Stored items
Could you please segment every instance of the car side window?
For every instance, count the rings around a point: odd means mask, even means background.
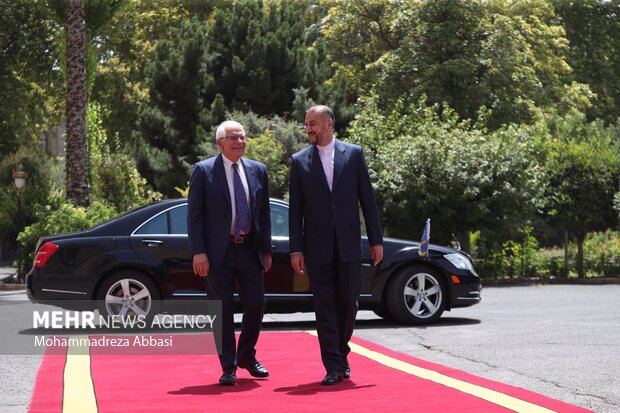
[[[187,235],[187,205],[172,208],[144,224],[136,234]]]
[[[136,234],[167,234],[168,233],[168,214],[159,214],[146,224],[142,225]]]
[[[170,233],[187,234],[187,205],[168,211],[170,214]]]
[[[288,237],[288,208],[271,204],[271,236]]]

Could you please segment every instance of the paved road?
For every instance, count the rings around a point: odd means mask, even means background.
[[[620,285],[487,287],[482,297],[428,327],[362,312],[355,335],[598,413],[620,412]]]
[[[23,294],[0,294],[1,348],[24,339],[14,320],[29,306]],[[313,320],[269,314],[264,329],[313,329]],[[620,411],[620,285],[488,287],[481,304],[428,327],[361,312],[355,335],[598,413]],[[36,355],[0,355],[1,412],[26,411],[39,364]]]

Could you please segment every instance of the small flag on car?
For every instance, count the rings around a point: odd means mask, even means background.
[[[422,239],[420,240],[420,256],[426,257],[428,255],[428,241],[431,239],[431,219],[426,220],[424,225],[424,231],[422,231]]]

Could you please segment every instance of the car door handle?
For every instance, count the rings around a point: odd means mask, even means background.
[[[143,239],[142,243],[146,245],[147,247],[159,247],[164,242],[158,239]]]

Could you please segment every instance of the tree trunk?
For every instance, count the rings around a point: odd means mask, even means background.
[[[579,235],[577,237],[577,276],[579,278],[585,278],[585,272],[583,268],[583,241],[585,237]]]
[[[562,277],[568,278],[568,230],[564,230],[564,270]]]
[[[67,199],[90,204],[86,140],[85,22],[82,0],[67,1]]]

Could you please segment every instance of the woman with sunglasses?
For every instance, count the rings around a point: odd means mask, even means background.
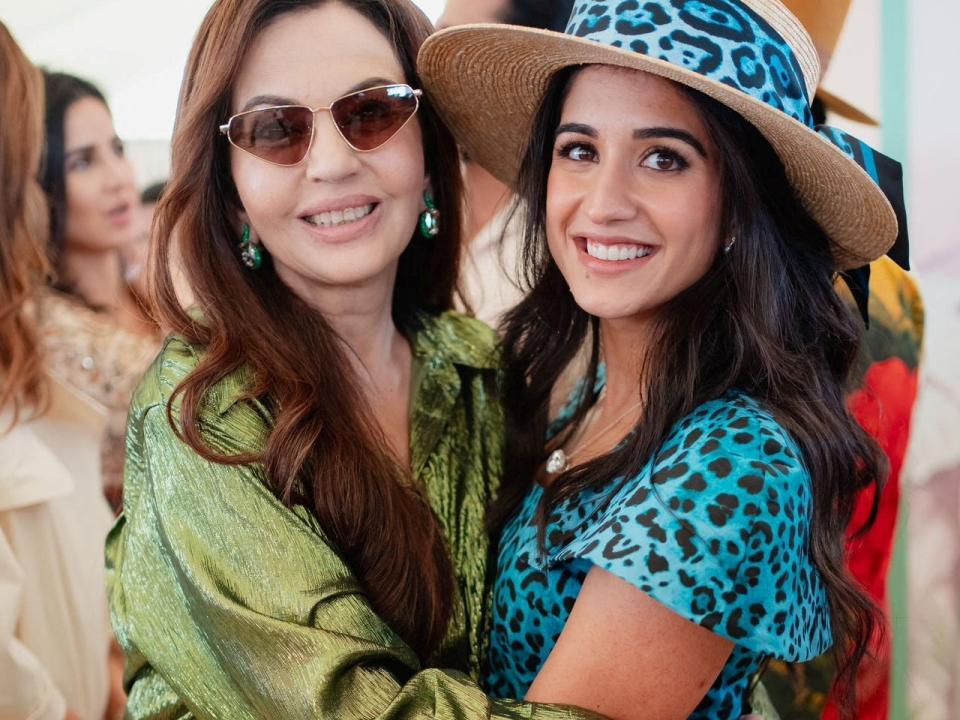
[[[850,688],[878,618],[845,533],[885,470],[833,280],[903,231],[899,166],[814,126],[816,51],[775,0],[578,2],[563,34],[452,28],[419,63],[525,203],[491,690],[735,718],[767,658],[831,645]]]
[[[502,415],[492,332],[448,312],[430,30],[407,0],[219,0],[200,28],[152,257],[174,334],[107,548],[130,717],[587,716],[470,679]]]

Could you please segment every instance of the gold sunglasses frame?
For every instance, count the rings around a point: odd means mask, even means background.
[[[313,138],[317,134],[316,120],[314,120],[313,124],[310,126],[310,141],[307,143],[307,149],[304,151],[303,157],[297,160],[295,163],[278,163],[278,162],[274,162],[273,160],[267,160],[265,157],[261,157],[260,155],[257,155],[256,153],[251,152],[246,148],[240,147],[233,141],[233,138],[230,137],[231,123],[233,123],[233,121],[236,120],[238,117],[242,117],[244,115],[250,115],[256,112],[263,112],[264,110],[281,110],[283,108],[304,108],[306,110],[309,110],[314,116],[314,118],[316,118],[316,115],[318,112],[323,112],[323,111],[330,112],[334,105],[336,105],[341,100],[345,100],[348,97],[359,95],[361,93],[368,93],[371,90],[386,90],[388,88],[393,88],[393,87],[405,87],[410,90],[410,92],[413,94],[413,99],[415,101],[413,112],[410,113],[410,117],[404,120],[403,124],[400,127],[398,127],[390,137],[388,137],[386,140],[384,140],[382,143],[380,143],[376,147],[372,147],[367,150],[361,150],[360,148],[356,147],[353,143],[351,143],[349,140],[347,140],[346,136],[343,134],[343,131],[340,129],[340,126],[337,125],[335,121],[333,122],[333,127],[337,131],[337,135],[339,135],[340,139],[347,144],[347,147],[349,147],[354,152],[359,152],[359,153],[373,152],[374,150],[379,150],[388,142],[390,142],[393,138],[395,138],[399,134],[401,130],[403,130],[407,126],[407,124],[411,120],[413,120],[413,117],[417,114],[417,111],[420,109],[420,98],[423,97],[423,90],[407,85],[407,83],[390,83],[389,85],[375,85],[373,87],[363,88],[362,90],[354,90],[353,92],[347,93],[346,95],[341,95],[340,97],[335,98],[333,102],[331,102],[329,105],[320,106],[318,108],[311,108],[307,105],[270,105],[269,107],[254,108],[253,110],[244,110],[243,112],[236,113],[235,115],[231,115],[229,118],[227,118],[227,121],[224,124],[220,125],[220,134],[225,135],[227,138],[227,141],[231,145],[233,145],[237,150],[240,150],[241,152],[245,152],[249,155],[253,155],[253,157],[257,158],[258,160],[263,160],[264,162],[268,162],[271,165],[277,165],[279,167],[295,167],[300,163],[302,163],[304,160],[306,160],[307,156],[310,155],[310,149],[313,147]],[[331,121],[333,121],[332,114],[330,119]]]

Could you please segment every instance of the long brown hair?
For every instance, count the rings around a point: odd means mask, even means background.
[[[206,348],[171,398],[172,408],[182,396],[184,441],[216,462],[262,462],[271,490],[314,512],[374,609],[426,658],[443,639],[453,596],[437,519],[388,449],[334,331],[279,280],[269,258],[251,272],[236,250],[240,201],[218,126],[230,114],[238,67],[277,17],[323,1],[219,0],[204,19],[181,91],[172,174],[157,208],[153,294],[160,319]],[[416,56],[433,29],[427,18],[408,0],[335,1],[391,41],[406,81],[419,87]],[[443,227],[431,240],[411,228],[400,257],[393,316],[404,331],[415,329],[420,313],[452,306],[460,254],[456,146],[428,103],[421,103],[418,117]],[[177,299],[170,273],[174,238],[202,312],[199,322]],[[262,451],[224,457],[204,443],[200,411],[207,393],[241,367],[252,372],[249,394],[271,408],[273,427]]]
[[[522,163],[524,260],[531,290],[506,319],[507,469],[491,523],[502,526],[545,459],[550,394],[590,342],[588,384],[600,361],[596,318],[573,300],[546,245],[547,178],[553,137],[577,70],[558,73],[546,93]],[[738,389],[771,410],[803,451],[812,481],[810,556],[830,604],[838,689],[845,708],[878,628],[870,599],[850,576],[844,548],[858,494],[873,487],[876,515],[886,476],[882,452],[845,403],[862,329],[834,290],[830,240],[792,191],[775,151],[734,111],[678,86],[699,110],[723,159],[724,237],[736,237],[699,281],[670,300],[643,361],[643,411],[629,438],[561,475],[544,494],[538,520],[587,488],[635,477],[671,427],[697,406]],[[582,403],[563,437],[583,420]]]
[[[43,80],[0,22],[0,409],[16,424],[44,395],[43,363],[27,304],[47,275],[46,204],[37,182]],[[0,428],[3,430],[6,428]]]

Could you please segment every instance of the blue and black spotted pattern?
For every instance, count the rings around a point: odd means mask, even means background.
[[[737,0],[583,2],[566,32],[692,70],[813,127],[792,48]]]
[[[692,718],[739,717],[764,657],[799,662],[830,647],[808,555],[810,477],[789,434],[749,397],[702,405],[635,478],[561,506],[546,556],[534,523],[542,494],[534,485],[500,543],[495,695],[524,696],[595,565],[735,644]]]
[[[793,48],[741,0],[578,0],[566,34],[664,60],[746,93],[820,133],[888,196],[902,193],[902,179],[886,167],[892,161],[851,135],[814,124]]]

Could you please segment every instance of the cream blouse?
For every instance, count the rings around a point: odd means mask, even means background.
[[[0,413],[0,718],[98,720],[110,629],[100,480],[105,418],[54,384],[49,410]]]

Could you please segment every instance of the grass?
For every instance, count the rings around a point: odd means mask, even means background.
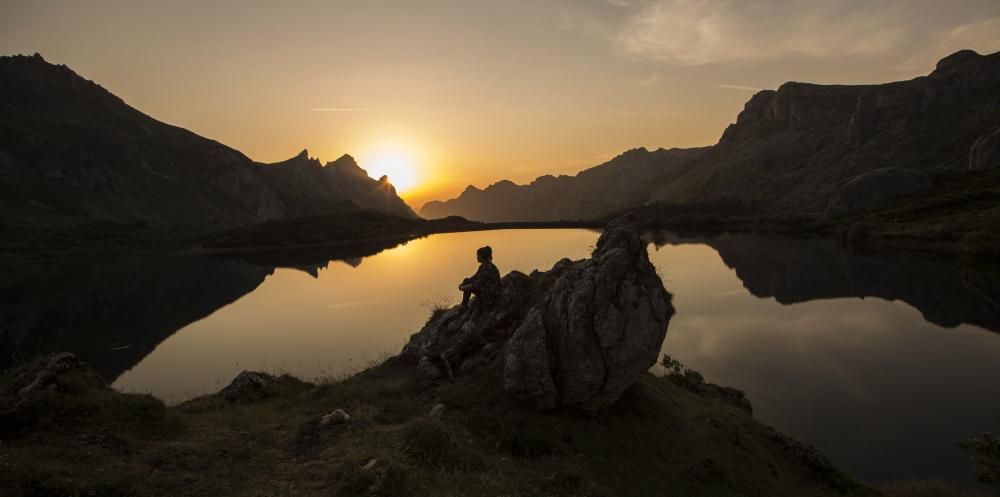
[[[522,407],[500,374],[493,364],[433,384],[388,358],[339,381],[281,376],[247,402],[210,395],[166,407],[93,388],[43,395],[24,411],[6,397],[0,488],[12,497],[873,494],[811,463],[745,408],[670,378],[645,375],[611,410],[587,416]],[[443,414],[429,416],[438,403]],[[338,408],[351,421],[323,426]]]

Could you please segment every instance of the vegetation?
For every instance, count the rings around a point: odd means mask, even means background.
[[[974,454],[979,481],[1000,489],[1000,439],[983,433],[959,445]]]
[[[258,396],[173,407],[106,387],[24,405],[9,395],[16,376],[0,378],[0,488],[15,497],[875,495],[669,376],[646,375],[600,416],[521,407],[497,367],[431,384],[396,358],[341,381],[282,376]],[[350,421],[324,424],[338,408]]]

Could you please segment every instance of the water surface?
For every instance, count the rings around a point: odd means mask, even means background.
[[[0,360],[71,350],[116,388],[171,402],[243,369],[342,375],[398,352],[429,305],[456,301],[477,247],[493,247],[502,273],[530,272],[587,257],[597,236],[504,230],[381,251],[3,267]],[[677,308],[665,352],[744,390],[758,419],[851,475],[975,485],[955,444],[1000,431],[1000,272],[827,240],[648,238]]]

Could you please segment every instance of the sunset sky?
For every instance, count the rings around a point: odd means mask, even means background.
[[[2,54],[258,161],[410,169],[415,207],[710,145],[757,89],[908,79],[962,48],[1000,50],[1000,2],[0,0]]]

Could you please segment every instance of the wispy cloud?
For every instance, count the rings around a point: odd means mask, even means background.
[[[561,5],[563,27],[599,35],[626,54],[679,66],[851,57],[898,62],[905,68],[926,65],[922,59],[909,60],[916,52],[940,58],[960,48],[1000,50],[1000,4],[995,0],[602,0]]]
[[[316,112],[373,112],[375,109],[367,107],[332,107],[311,109]]]
[[[724,84],[724,83],[720,83],[720,84],[717,84],[717,85],[714,85],[714,86],[716,88],[725,88],[727,90],[741,90],[741,91],[761,91],[761,90],[763,90],[763,88],[757,88],[757,87],[754,87],[754,86],[729,85],[729,84]]]
[[[680,65],[878,55],[906,39],[904,3],[660,1],[639,8],[617,42],[628,53]]]
[[[1000,50],[1000,17],[961,24],[934,34],[916,55],[906,58],[896,68],[902,72],[926,73],[948,54],[965,48]]]

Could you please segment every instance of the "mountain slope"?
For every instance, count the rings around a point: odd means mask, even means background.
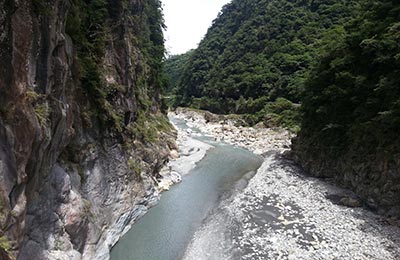
[[[399,10],[390,0],[232,1],[192,54],[176,104],[294,130],[301,120],[293,151],[307,172],[400,216]]]
[[[167,77],[168,94],[176,91],[182,71],[185,69],[194,50],[190,50],[184,54],[172,55],[164,61],[164,71]]]
[[[324,31],[343,24],[353,1],[234,0],[194,51],[177,104],[261,120],[268,102],[300,101]]]

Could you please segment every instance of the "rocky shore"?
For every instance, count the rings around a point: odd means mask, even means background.
[[[247,187],[223,200],[196,232],[184,259],[400,259],[396,222],[282,156],[293,134],[237,126],[208,112],[178,109],[173,116],[265,158]]]
[[[183,115],[183,114],[181,114]],[[172,114],[169,115],[170,117]],[[175,116],[175,115],[174,115]],[[179,117],[182,118],[182,117]],[[177,131],[177,150],[170,153],[170,161],[160,171],[158,189],[160,192],[181,182],[182,176],[188,174],[212,146],[191,137],[190,131],[174,126]]]
[[[290,140],[294,136],[284,129],[239,126],[238,121],[233,118],[215,115],[207,111],[178,108],[170,112],[169,117],[183,120],[190,128],[181,129],[175,126],[178,149],[171,151],[170,161],[161,170],[157,179],[160,192],[179,183],[182,176],[189,173],[205,156],[207,150],[212,148],[211,145],[194,139],[191,128],[200,130],[204,135],[212,137],[216,141],[237,145],[255,154],[263,154],[270,150],[287,151],[290,148]]]
[[[246,148],[255,154],[274,150],[284,152],[290,149],[294,134],[281,128],[263,126],[243,127],[240,119],[215,115],[206,111],[178,108],[171,112],[176,118],[185,120],[190,127],[197,128],[217,141]]]

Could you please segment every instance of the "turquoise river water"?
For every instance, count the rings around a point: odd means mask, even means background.
[[[182,122],[174,123],[185,127]],[[262,163],[261,157],[247,150],[199,139],[214,148],[133,225],[112,249],[111,260],[181,259],[194,233],[207,216],[212,216],[221,198],[244,186],[248,173]]]

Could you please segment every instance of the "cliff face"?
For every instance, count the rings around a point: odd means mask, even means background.
[[[293,155],[306,172],[352,189],[367,207],[380,214],[400,217],[399,154],[382,153],[368,140],[333,155],[315,138],[300,135],[293,141]]]
[[[1,0],[0,10],[0,254],[107,258],[157,201],[173,146],[159,2]]]

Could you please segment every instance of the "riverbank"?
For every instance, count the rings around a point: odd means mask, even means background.
[[[237,145],[260,155],[272,150],[280,153],[289,150],[295,136],[282,128],[243,127],[240,119],[206,111],[178,108],[170,113],[216,141]]]
[[[182,259],[194,233],[221,198],[231,193],[238,182],[243,183],[243,176],[252,176],[263,162],[261,156],[246,149],[205,137],[197,129],[188,128],[184,121],[171,118],[171,122],[179,126],[182,138],[178,139],[179,149],[172,152],[173,157],[179,152],[179,158],[171,159],[166,171],[182,174],[183,180],[162,193],[157,206],[138,220],[113,248],[111,260]],[[202,142],[210,146],[204,147]],[[208,148],[206,153],[204,148]],[[185,175],[189,170],[190,174]]]
[[[172,114],[169,118],[174,125]],[[170,161],[160,171],[160,177],[157,179],[160,192],[169,190],[172,185],[181,182],[182,176],[194,169],[206,155],[207,150],[212,148],[211,145],[194,139],[189,128],[184,129],[177,125],[174,127],[177,131],[177,150],[171,151]]]
[[[196,164],[205,156],[210,144],[193,138],[193,130],[198,129],[205,136],[212,137],[215,141],[245,148],[257,155],[268,151],[283,153],[290,149],[293,133],[281,128],[271,129],[264,127],[243,127],[238,125],[238,120],[225,116],[215,115],[207,111],[196,111],[189,108],[178,108],[169,113],[172,118],[182,120],[189,128],[174,125],[177,131],[177,150],[172,150],[169,163],[160,171],[156,180],[160,192],[181,182],[182,176],[189,173]]]
[[[345,192],[270,153],[247,187],[208,217],[183,259],[400,259],[398,227],[327,198]]]
[[[361,208],[352,192],[305,176],[282,156],[291,133],[187,109],[174,116],[265,158],[247,187],[206,219],[184,259],[400,259],[396,223]]]

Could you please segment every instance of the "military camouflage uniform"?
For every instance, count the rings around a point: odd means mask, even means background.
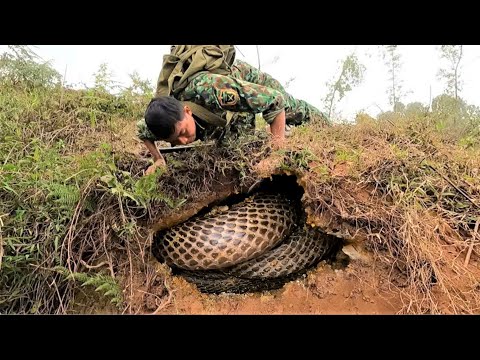
[[[316,107],[310,105],[304,100],[295,99],[269,74],[264,73],[241,60],[235,61],[232,70],[232,75],[238,79],[279,91],[284,98],[287,125],[300,125],[313,118],[318,118],[318,120],[324,124],[330,125],[330,120],[326,114],[322,113]]]
[[[222,118],[226,118],[227,111],[233,112],[231,126],[237,131],[253,129],[256,113],[262,113],[265,121],[271,124],[283,109],[287,125],[300,125],[313,118],[330,123],[325,114],[307,102],[295,99],[270,75],[240,60],[235,61],[231,76],[199,73],[176,97],[201,105]],[[201,132],[197,138],[215,132],[214,126],[195,120],[197,130],[200,128]],[[145,120],[137,125],[140,139],[157,140]]]

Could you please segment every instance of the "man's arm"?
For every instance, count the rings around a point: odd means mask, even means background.
[[[150,165],[145,171],[145,175],[153,174],[157,167],[159,166],[165,166],[166,162],[165,159],[163,158],[162,154],[160,154],[160,151],[158,151],[157,146],[155,143],[151,140],[143,140],[143,143],[147,147],[148,151],[150,151],[150,154],[153,156],[153,165]]]
[[[270,124],[270,131],[273,135],[273,142],[277,145],[281,145],[285,140],[285,110],[282,110]]]
[[[140,119],[137,122],[137,136],[143,141],[148,151],[150,151],[150,154],[153,156],[153,165],[148,167],[145,175],[153,174],[157,167],[165,166],[166,163],[155,145],[156,136],[148,129],[145,119]]]

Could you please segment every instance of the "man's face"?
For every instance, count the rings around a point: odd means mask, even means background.
[[[197,128],[192,116],[192,110],[188,106],[185,106],[183,110],[183,119],[175,124],[175,133],[166,140],[172,146],[187,145],[195,141]]]

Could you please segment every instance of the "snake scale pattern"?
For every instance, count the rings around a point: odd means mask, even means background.
[[[332,253],[335,238],[305,225],[295,201],[257,193],[156,234],[156,257],[206,293],[273,290]]]

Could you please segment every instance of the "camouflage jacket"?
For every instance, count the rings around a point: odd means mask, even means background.
[[[232,126],[238,128],[254,127],[257,113],[271,124],[282,110],[285,110],[290,125],[299,125],[314,117],[329,123],[325,114],[307,102],[295,99],[277,80],[241,60],[235,61],[230,76],[199,73],[176,97],[197,103],[223,118],[226,118],[227,111],[233,112]],[[198,128],[200,121],[196,120]],[[209,124],[200,126],[206,132],[213,131]],[[137,123],[137,127],[140,139],[158,140],[148,130],[144,119]]]

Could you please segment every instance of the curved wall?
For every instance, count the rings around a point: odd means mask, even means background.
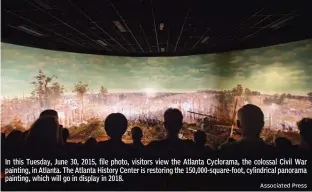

== Instructions to follow ==
In the data above, find the line with "Could you please segment every instance of the grass?" and the line with "Could you please segment every instance of the wispy". Please copy exactly those two lines and every line between them, but not the pictures.

== Output of the exercise ==
Could you please segment every instance of the grass?
For every instance, count the rings around a point: odd means mask, even means background.
[[[522,407],[500,374],[493,364],[433,384],[388,358],[339,381],[281,376],[247,402],[210,395],[166,407],[93,388],[43,395],[24,411],[6,397],[0,488],[12,497],[873,494],[811,463],[745,408],[670,378],[645,375],[611,410],[587,416]],[[443,414],[429,416],[438,403]],[[338,408],[351,421],[323,426]]]

Could you please segment every instance of the vegetation?
For every instance, count the rings around a point: odd means mask, even means background.
[[[974,454],[979,481],[1000,489],[1000,439],[983,433],[959,445]]]
[[[258,396],[173,407],[106,387],[24,405],[9,395],[16,376],[0,378],[0,488],[15,497],[875,495],[669,376],[646,375],[600,416],[521,407],[497,367],[431,384],[396,358],[341,381],[282,376]],[[350,421],[324,424],[338,408]]]

Could you please segment every instance of the water surface?
For every instance, count the rings around a point: odd means mask, even means background.
[[[0,360],[71,350],[116,388],[171,402],[243,369],[342,375],[398,352],[429,305],[456,301],[477,247],[493,247],[502,273],[530,272],[587,257],[597,236],[504,230],[381,251],[3,267]],[[677,308],[665,352],[744,390],[758,419],[851,475],[975,485],[955,444],[1000,431],[1000,272],[827,240],[648,238]]]

Could you please segment every instance of the sunset sky?
For every instance, count the rings around a point: odd means mask, even means background.
[[[2,54],[258,161],[410,169],[415,207],[710,145],[757,89],[908,79],[962,48],[1000,50],[1000,2],[0,0]]]

Could you please segment every instance of the wispy cloud?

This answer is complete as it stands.